───── DATA FOR PROCESSING

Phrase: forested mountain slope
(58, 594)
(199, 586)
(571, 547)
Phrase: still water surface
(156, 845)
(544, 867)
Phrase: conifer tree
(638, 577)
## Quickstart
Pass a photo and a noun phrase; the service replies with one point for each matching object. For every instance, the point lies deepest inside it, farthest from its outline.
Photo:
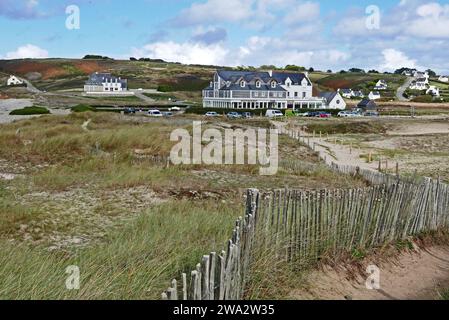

──────────

**WORK REQUIRED**
Beginning with the line containing "Phrase: still water surface" and ending with the last line of the data above, repeat each line exactly. Include no pictures and no other lines.

**RESULT FOR THIS TASK**
Phrase: still water surface
(156, 845)
(544, 867)
Phrase: conifer tree
(638, 577)
## Quickstart
Pass a photo and a noun phrase; the service replies with one point for each matching object. For every instance, the point lies deepest inside it, farthest from its outline.
Photo:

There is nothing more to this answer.